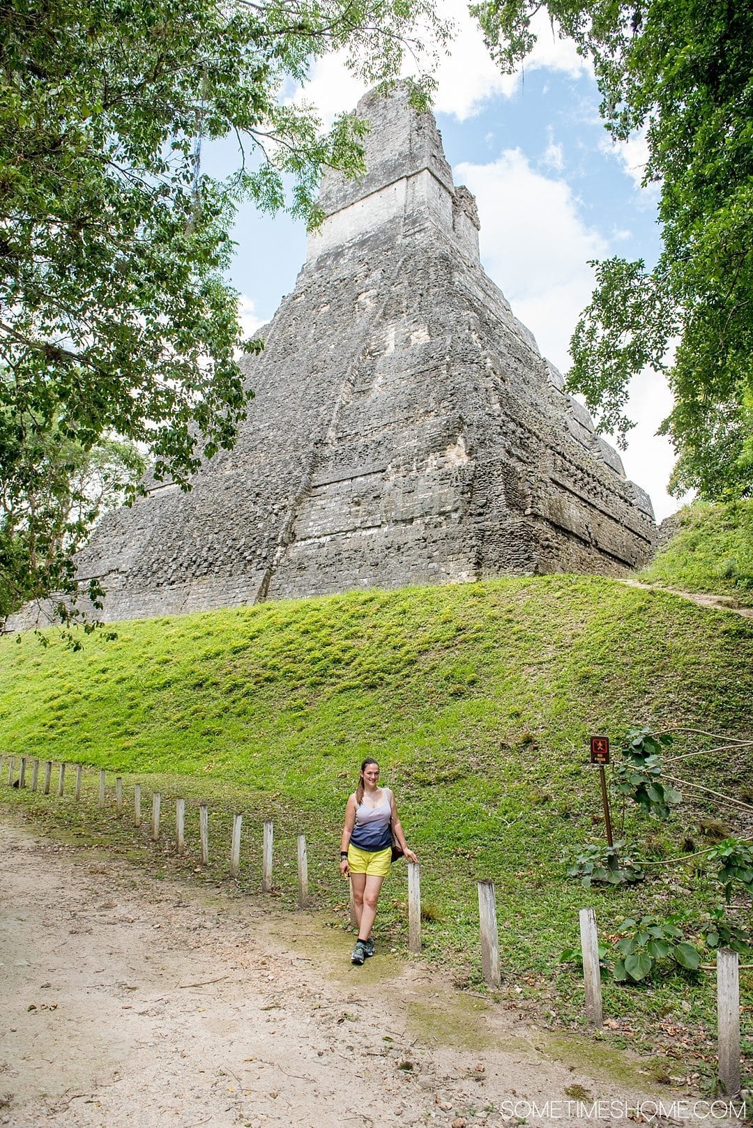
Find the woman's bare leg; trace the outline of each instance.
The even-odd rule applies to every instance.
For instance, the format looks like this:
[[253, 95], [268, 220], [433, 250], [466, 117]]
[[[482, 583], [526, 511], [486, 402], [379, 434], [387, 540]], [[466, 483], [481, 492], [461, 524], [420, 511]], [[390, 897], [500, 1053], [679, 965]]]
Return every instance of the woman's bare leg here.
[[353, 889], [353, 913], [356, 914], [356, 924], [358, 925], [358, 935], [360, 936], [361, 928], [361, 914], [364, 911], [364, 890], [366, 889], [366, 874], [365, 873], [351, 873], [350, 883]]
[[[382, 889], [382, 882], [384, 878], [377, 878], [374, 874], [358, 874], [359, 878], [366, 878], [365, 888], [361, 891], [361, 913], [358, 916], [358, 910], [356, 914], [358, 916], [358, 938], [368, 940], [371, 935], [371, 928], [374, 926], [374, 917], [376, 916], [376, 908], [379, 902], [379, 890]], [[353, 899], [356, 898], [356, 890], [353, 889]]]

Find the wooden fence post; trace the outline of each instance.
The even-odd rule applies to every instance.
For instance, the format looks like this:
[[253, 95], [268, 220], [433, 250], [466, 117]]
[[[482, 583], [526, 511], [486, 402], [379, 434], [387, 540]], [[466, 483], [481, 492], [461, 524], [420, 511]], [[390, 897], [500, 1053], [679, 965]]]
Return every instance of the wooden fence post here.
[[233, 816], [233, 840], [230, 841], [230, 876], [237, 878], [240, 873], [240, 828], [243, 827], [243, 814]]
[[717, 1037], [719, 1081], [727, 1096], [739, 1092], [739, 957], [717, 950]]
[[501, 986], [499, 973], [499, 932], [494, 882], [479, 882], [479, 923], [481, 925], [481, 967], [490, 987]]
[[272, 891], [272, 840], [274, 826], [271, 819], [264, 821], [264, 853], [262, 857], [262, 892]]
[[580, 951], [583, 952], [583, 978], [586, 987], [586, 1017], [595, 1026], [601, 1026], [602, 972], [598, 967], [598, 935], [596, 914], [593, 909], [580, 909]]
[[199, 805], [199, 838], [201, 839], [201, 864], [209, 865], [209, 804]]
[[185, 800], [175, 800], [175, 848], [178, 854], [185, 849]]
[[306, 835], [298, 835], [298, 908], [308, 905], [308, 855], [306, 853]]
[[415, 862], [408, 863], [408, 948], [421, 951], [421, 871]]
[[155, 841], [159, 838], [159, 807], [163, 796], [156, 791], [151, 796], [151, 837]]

- Exercise
Copy the records above, swapping every "wooden fence post" for "timber fence post" and changing nothing else. Leave the pictures out.

- Complete response
Find the woman's bare leg; trace the outline of each instance.
The even-odd rule applies to every instance.
For instance, the format looks like this:
[[253, 95], [268, 220], [433, 250], [466, 117]]
[[[482, 583], [526, 511], [486, 402], [379, 434], [387, 540]], [[466, 483], [481, 492], [461, 524], [420, 511]], [[390, 897], [500, 1053], [679, 965]]]
Return every instance of the woman's bare leg here.
[[353, 889], [353, 913], [356, 914], [356, 924], [358, 925], [358, 935], [360, 936], [361, 928], [361, 914], [364, 911], [364, 890], [366, 889], [366, 874], [365, 873], [351, 873], [350, 883]]
[[[382, 889], [382, 882], [384, 878], [377, 878], [374, 874], [358, 874], [359, 878], [366, 878], [365, 888], [361, 891], [361, 913], [358, 916], [358, 910], [356, 914], [358, 916], [358, 938], [368, 940], [371, 935], [371, 928], [374, 926], [374, 917], [376, 916], [376, 908], [379, 902], [379, 890]], [[353, 899], [356, 898], [356, 890], [353, 889]]]

Find the timber fence post; trace the outline of each instance.
The even-odd rule applies to every instance.
For instance, the format looks like this:
[[253, 95], [268, 220], [433, 250], [466, 117]]
[[[482, 583], [526, 511], [486, 402], [379, 434], [387, 540]], [[466, 483], [481, 492], [461, 524], [420, 511]], [[390, 897], [500, 1053], [679, 965]]]
Return every instance of the timber fence post here.
[[233, 816], [233, 840], [230, 841], [230, 876], [237, 878], [240, 873], [240, 828], [243, 827], [243, 814]]
[[717, 1037], [719, 1081], [727, 1096], [739, 1092], [739, 957], [717, 950]]
[[501, 986], [499, 973], [499, 932], [494, 882], [479, 882], [479, 923], [481, 925], [481, 967], [490, 987]]
[[272, 891], [272, 840], [274, 826], [271, 819], [264, 821], [264, 853], [262, 857], [262, 892]]
[[580, 951], [583, 952], [583, 978], [586, 987], [586, 1017], [595, 1026], [601, 1026], [602, 972], [598, 967], [598, 935], [596, 914], [593, 909], [580, 909]]
[[199, 805], [199, 838], [201, 839], [201, 864], [209, 865], [209, 804]]
[[185, 800], [175, 800], [175, 848], [178, 854], [185, 849]]
[[306, 835], [298, 835], [298, 908], [308, 905], [308, 855], [306, 853]]
[[415, 862], [408, 863], [408, 948], [421, 951], [421, 871]]
[[155, 841], [159, 838], [159, 807], [163, 796], [156, 791], [151, 796], [151, 837]]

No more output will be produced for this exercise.